* [Given entries]:
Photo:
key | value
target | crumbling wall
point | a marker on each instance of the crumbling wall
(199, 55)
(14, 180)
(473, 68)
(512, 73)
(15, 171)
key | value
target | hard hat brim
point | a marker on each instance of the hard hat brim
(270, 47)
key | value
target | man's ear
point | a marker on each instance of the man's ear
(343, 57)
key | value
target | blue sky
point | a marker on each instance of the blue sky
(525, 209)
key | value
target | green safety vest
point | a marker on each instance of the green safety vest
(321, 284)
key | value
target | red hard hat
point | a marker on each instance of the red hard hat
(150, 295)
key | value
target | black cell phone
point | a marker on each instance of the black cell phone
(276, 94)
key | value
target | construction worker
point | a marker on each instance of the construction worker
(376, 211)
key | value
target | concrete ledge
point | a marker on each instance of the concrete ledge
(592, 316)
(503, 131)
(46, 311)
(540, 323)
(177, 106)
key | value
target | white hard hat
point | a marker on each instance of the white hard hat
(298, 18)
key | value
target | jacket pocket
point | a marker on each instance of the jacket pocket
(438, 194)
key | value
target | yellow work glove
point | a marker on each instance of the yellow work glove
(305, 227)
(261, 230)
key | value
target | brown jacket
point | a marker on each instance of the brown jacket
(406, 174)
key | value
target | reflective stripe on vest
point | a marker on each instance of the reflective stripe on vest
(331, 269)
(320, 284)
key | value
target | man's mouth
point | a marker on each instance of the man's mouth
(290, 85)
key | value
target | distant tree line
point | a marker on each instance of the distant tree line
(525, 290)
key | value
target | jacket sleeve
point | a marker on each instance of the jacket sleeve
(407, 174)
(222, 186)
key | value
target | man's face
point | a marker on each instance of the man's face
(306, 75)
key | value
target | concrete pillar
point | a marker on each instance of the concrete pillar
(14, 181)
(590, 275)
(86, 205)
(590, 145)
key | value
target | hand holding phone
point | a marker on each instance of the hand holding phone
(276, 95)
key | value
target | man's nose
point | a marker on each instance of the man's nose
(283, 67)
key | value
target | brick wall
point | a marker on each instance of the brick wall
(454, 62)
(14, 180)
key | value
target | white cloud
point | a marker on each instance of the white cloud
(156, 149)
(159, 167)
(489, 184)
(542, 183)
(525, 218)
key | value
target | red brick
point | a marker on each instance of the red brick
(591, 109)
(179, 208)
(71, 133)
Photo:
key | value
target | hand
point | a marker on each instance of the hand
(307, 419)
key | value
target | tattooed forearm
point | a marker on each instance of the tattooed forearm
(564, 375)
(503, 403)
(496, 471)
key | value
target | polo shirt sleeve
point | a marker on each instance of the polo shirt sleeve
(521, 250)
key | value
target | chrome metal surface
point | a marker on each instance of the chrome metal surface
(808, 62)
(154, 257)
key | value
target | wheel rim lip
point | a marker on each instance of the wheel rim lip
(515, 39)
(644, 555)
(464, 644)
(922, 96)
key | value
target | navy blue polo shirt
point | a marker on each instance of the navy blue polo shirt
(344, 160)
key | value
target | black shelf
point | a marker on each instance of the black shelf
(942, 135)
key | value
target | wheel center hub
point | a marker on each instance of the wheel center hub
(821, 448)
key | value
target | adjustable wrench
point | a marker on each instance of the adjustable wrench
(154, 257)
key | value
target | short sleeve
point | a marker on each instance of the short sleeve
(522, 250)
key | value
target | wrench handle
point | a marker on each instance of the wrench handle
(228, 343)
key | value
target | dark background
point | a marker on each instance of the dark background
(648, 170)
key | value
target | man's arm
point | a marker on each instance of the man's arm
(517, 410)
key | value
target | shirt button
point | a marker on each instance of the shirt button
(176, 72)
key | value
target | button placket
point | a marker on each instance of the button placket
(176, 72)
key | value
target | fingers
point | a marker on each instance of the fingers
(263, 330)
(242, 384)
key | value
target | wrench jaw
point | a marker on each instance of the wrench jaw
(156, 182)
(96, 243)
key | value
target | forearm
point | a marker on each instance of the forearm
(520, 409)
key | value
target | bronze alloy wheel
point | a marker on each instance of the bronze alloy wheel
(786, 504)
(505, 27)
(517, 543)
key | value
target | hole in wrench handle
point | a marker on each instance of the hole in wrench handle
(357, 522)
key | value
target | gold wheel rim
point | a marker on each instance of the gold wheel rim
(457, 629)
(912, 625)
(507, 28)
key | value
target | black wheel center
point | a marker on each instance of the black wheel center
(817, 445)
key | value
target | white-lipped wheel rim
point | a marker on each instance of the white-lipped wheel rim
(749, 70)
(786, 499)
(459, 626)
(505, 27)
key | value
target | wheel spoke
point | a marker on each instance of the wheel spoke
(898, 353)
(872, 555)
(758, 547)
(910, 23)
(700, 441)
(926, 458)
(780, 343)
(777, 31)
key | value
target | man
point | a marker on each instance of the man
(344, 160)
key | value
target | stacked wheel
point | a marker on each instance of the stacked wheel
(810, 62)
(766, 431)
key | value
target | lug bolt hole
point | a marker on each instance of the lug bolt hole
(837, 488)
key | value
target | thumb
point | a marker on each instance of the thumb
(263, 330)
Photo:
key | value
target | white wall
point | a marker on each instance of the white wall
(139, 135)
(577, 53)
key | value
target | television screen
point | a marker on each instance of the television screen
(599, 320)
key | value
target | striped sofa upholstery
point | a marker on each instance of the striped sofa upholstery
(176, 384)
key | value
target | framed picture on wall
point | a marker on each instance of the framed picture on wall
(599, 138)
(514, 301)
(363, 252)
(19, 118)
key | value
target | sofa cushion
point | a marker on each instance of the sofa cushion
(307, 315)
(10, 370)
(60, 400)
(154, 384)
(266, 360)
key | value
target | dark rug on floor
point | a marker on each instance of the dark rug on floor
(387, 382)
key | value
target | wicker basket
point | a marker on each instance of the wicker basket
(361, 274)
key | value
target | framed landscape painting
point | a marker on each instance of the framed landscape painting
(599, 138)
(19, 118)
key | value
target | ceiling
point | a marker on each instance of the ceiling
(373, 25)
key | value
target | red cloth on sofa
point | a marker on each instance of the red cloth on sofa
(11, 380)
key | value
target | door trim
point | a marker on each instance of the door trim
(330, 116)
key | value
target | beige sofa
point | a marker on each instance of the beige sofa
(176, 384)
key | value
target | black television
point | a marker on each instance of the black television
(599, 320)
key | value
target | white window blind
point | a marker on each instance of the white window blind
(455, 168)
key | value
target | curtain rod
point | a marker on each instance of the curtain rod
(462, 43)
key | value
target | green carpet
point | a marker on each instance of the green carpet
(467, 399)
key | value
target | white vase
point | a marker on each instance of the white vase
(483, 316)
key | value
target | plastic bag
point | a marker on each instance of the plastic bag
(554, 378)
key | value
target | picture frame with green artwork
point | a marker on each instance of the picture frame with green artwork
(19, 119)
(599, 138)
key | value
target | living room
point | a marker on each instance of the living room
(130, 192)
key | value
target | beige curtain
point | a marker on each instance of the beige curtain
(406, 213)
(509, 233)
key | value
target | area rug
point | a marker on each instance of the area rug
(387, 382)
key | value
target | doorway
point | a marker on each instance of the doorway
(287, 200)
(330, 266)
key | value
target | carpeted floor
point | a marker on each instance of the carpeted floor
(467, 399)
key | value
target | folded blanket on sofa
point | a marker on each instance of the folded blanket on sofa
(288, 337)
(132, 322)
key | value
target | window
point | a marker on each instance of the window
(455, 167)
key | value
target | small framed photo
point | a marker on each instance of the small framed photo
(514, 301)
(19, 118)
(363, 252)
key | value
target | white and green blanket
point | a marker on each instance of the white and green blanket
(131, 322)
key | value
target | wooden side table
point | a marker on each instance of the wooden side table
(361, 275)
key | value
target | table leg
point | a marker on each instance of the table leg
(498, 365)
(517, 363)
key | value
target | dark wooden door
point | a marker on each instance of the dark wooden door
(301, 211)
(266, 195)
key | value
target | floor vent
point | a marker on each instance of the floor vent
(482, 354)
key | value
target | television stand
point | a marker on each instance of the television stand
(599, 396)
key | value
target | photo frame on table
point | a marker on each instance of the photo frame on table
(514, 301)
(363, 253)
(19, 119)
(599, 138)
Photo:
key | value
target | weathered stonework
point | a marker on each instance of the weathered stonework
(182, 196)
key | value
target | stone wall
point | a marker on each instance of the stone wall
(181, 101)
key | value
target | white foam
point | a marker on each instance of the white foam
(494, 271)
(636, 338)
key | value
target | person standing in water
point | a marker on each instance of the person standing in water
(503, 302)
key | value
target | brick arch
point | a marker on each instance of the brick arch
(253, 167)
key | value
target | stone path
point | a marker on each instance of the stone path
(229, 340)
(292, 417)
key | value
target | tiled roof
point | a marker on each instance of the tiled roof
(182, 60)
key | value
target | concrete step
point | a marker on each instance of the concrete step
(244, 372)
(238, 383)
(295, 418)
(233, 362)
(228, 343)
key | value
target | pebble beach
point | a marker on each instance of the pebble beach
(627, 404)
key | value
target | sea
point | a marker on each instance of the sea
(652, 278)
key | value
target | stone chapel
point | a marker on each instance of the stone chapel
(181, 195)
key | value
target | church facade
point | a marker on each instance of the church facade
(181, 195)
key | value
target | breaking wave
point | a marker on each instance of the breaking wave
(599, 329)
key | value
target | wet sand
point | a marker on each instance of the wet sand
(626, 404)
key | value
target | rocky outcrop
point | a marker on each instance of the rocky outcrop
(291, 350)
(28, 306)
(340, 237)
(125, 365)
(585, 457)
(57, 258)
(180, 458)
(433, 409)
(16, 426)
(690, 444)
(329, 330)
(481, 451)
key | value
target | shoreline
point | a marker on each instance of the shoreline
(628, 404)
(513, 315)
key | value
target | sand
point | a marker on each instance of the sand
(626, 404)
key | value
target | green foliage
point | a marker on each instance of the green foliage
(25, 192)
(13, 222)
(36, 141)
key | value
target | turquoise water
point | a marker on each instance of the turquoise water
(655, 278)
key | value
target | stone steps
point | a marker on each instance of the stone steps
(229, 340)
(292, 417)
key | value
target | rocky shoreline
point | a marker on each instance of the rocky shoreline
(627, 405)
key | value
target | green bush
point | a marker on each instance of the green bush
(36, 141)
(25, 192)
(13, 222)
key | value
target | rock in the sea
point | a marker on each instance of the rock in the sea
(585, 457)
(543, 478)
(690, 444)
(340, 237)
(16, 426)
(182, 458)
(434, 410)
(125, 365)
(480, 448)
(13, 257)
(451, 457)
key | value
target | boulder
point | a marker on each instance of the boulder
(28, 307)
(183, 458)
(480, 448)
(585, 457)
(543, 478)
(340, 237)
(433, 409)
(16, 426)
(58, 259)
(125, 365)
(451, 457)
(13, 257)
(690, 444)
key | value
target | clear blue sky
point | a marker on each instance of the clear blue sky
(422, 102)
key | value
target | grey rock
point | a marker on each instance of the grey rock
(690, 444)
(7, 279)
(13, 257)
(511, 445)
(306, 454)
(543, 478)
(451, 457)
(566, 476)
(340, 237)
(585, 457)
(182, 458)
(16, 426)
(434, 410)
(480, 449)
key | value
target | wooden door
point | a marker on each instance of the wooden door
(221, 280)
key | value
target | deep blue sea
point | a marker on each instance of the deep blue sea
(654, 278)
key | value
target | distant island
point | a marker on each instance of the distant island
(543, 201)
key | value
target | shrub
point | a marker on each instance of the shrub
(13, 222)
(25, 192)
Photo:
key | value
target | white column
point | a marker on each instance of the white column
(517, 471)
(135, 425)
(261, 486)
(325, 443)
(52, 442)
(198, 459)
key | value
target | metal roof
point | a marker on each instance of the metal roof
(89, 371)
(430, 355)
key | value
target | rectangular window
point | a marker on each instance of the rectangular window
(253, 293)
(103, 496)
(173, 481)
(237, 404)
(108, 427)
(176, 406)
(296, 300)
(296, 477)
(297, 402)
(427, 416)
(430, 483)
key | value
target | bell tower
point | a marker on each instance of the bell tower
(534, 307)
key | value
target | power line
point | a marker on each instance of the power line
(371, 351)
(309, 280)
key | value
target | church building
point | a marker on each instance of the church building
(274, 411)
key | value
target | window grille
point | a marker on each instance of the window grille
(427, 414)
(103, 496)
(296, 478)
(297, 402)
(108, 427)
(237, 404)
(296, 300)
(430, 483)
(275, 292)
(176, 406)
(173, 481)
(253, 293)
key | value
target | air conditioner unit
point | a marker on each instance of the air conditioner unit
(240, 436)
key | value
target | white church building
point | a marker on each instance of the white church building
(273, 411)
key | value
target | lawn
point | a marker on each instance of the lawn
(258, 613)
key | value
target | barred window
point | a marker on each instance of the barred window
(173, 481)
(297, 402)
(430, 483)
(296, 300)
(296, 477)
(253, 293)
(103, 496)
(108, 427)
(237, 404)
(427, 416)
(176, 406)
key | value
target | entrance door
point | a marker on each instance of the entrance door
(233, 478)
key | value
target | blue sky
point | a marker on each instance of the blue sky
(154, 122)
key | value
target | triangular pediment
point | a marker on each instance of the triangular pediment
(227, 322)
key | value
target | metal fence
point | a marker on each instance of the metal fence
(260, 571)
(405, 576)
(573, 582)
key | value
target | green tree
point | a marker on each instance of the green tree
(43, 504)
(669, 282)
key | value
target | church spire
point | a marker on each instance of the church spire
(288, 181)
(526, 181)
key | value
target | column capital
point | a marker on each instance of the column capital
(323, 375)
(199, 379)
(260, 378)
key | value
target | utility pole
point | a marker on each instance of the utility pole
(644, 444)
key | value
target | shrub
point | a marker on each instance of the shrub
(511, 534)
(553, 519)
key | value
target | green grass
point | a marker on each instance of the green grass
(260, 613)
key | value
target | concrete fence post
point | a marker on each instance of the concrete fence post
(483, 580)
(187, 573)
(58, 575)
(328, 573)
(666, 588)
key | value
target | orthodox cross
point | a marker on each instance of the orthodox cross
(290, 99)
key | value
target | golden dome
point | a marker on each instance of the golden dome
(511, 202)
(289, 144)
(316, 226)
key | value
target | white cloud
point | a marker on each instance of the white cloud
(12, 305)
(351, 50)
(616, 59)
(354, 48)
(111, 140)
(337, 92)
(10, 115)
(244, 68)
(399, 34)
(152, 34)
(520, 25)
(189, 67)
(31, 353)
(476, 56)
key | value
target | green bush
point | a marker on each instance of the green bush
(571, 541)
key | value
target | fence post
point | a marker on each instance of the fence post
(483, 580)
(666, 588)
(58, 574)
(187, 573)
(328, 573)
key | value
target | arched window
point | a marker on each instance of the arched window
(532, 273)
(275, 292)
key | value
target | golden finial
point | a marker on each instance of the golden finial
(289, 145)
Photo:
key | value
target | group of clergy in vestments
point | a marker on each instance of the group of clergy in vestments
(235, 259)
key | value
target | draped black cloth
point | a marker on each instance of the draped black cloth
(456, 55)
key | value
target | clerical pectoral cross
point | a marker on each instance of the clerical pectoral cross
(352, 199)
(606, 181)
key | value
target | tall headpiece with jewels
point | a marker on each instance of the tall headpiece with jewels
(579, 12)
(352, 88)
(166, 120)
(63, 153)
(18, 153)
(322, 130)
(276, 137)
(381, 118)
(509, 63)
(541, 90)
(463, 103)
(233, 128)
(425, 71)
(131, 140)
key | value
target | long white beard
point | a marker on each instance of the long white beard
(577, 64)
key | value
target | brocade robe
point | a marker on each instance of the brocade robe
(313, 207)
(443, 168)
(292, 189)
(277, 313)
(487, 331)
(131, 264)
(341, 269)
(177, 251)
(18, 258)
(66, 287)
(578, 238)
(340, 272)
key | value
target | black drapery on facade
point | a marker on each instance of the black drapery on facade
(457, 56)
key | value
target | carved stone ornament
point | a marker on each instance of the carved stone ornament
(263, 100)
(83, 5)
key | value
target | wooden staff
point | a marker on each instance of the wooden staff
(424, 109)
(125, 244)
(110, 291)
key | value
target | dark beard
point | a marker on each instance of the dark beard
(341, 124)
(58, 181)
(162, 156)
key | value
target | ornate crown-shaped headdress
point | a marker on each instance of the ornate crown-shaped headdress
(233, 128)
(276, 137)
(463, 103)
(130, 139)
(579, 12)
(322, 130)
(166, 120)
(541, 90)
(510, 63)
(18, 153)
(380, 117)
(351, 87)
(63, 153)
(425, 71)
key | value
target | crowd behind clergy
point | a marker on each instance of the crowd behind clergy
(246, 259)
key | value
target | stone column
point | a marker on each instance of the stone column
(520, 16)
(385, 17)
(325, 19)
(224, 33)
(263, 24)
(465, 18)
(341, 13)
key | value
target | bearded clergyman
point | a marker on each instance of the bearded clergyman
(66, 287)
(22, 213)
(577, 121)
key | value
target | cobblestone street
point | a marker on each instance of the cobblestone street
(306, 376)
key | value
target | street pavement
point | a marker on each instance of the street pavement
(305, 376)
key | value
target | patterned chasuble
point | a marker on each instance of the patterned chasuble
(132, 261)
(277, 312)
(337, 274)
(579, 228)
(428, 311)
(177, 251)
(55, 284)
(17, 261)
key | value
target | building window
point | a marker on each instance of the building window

* [Required work]: Please pick out every line of the data above that contains the string "lipped", and copy each of those lines.

* [The solution]:
target | white-lipped wheel rim
point | a marker on each instance of the white-lipped wheel rim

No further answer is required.